LIST OF TASKS =
- 1) In the forum post about the SAX parsing error, up to what size was the Java heap increased?
- 2) Pick up the forum post about the SAX parsing error at the point where it stops, and keep writing it.

PAGE =
Reputation: 93
Followup question to Big XML File:
First thanks a lot for yours answers. After… what I do wrong? This is my class which uses SAX:
public class SAXParserXML extends DefaultHandler {
public static void ParcourXML() {
DefaultHandler handler = new SAXParserXML();
SAXParserFactory factory = SAXParserFactory.newInstance();
try {
String URI = "dblp.xml";
SAXParser saxParser = factory.newSAXParser();
saxParser.parse(URI,handler);
} catch (Throwable t) {
t.printStackTrace ();
}
}
public void startElement (String namespaceURI,String simpleName,String qualifiedName,Attributes attrs) throws SAXException {
}
public void endElement (String namespaceURI,String simpleName,String qualifiedName) throws SAXException {
}
}
You can see that I do nothing with my XML file but it gives this error:
java.lang.OutOfMemoryError: Java heap space
at com.sun.org.apache.xerces.internal.util.XMLStringBuffer.append(Unknown Source)
at com.sun.org.apache.xerces.internal.impl.XMLDocumentScannerImpl.refresh(Unknown Source)
at com.sun.org.apache.xerces.internal.impl.XMLEntityScanner.invokeListeners(Unknown Source)
at com.sun.org.apache.xerces.internal.impl.XMLEntityScanner.peekChar(Unknown Source)
at com.sun.org.apache.xerces.internal.impl.XMLDocumentFragmentScannerImpl$FragmentContentDriver.next(Unknown Source)
at com.sun.org.apache.xerces.internal.impl.XMLDocumentScannerImpl.next(Unknown Source)
at com.sun.org.apache.xerces.internal.impl.XMLDocumentFragmentScannerImpl.scanDocument(Unknown Source)
at com.sun.org.apache.xerces.internal.parsers.XML11Configuration.parse(Unknown Source)
at com.sun.org.apache.xerces.internal.parsers.XML11Configuration.parse(Unknown Source)
at com.sun.org.apache.xerces.internal.parsers.XMLParser.parse(Unknown Source)
at com.sun.org.apache.xerces.internal.parsers.AbstractSAXParser.parse(Unknown Source)
at com.sun.org.apache.xerces.internal.jaxp.SAXParserImpl$JAXPSAXParser.parse(Unknown Source)
at javax.xml.parsers.SAXParser.parse(Unknown Source)
at javax.xml.parsers.SAXParser.parse(Unknown Source)
at SAXParserXML.ParcourXML(SAXParserXML.java:30)
at Main.main(Main.java:28)
I tried also Stax…the same error… what can I do? Also I increased the Java heap size up to 1260M
java -Xmx1260M SAXParserXML
the XML file has this form:
<dblp>
<incollection>
<author>... </author>
....
<author>... </author>
#other tags-i'm interested only by <author>#
...
</incollection>
<incollection>
# the same thing#
</incollection>
....

DATASET =
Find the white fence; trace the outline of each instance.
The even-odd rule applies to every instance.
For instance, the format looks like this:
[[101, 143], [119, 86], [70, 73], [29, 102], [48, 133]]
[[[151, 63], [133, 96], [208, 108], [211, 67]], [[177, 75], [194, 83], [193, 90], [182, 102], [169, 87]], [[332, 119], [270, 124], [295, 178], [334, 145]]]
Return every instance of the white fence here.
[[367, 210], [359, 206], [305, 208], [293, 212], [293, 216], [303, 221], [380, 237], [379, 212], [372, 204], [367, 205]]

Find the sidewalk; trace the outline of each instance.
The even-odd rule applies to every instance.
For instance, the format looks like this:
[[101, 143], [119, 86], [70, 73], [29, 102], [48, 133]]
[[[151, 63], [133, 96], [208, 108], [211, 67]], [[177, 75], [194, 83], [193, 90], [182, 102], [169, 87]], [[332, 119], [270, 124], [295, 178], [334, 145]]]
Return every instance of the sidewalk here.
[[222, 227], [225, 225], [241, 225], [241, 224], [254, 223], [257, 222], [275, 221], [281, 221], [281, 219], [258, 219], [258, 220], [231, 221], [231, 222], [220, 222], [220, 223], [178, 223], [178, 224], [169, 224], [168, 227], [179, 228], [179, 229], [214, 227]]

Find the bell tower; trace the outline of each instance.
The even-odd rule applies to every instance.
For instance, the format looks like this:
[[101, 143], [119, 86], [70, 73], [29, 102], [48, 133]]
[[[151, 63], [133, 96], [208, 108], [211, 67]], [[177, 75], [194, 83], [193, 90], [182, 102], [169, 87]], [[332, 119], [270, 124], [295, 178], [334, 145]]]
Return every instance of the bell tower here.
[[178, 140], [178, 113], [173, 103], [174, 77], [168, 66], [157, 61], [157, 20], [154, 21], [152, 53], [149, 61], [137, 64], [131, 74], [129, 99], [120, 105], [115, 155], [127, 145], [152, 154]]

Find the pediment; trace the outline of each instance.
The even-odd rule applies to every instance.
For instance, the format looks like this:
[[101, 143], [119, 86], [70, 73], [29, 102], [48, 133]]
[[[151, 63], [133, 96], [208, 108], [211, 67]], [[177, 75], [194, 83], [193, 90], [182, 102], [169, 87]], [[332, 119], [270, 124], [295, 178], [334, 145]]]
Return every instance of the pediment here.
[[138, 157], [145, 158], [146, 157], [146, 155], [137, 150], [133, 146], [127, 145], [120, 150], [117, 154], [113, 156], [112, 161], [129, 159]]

OUTPUTS =
- 1) Up to 1260M.

- 2)
</dblp>
You can find the original file: http://dblp.uni-trier.de/xml/
Thanks
Upvotes: 5
Views: 1782
Reputation: 116502
It sounds like one of text segments (or CDATA, processing instruction, or comment) in XML file is very long, and parser does not split it into multiple segments. Or it could be that parser fails to parse DOCTYPE declaration properly: if so, it might try reading all xml content as if it was part of DTD subset.
But that's just speculation. You mentioned that you have tried Stax: which implementation? JDK 1.6 comes with Sun Sjsxp. But you could also try Woodstox (http://woodstox.codehaus.org), which often handles things in bit more robust way. So if you are not using Woodstox, you could see what happens. It does split text segments into smaller chunks unless you force text coalescing (not default).
Oh and just in case you were testing using Stax reference implementation (http://stax.codehaus.org); it is unfortunately known to be very buggy. So that could cause problems. Both Sjsxp and Woodstox are much better choices with Stax.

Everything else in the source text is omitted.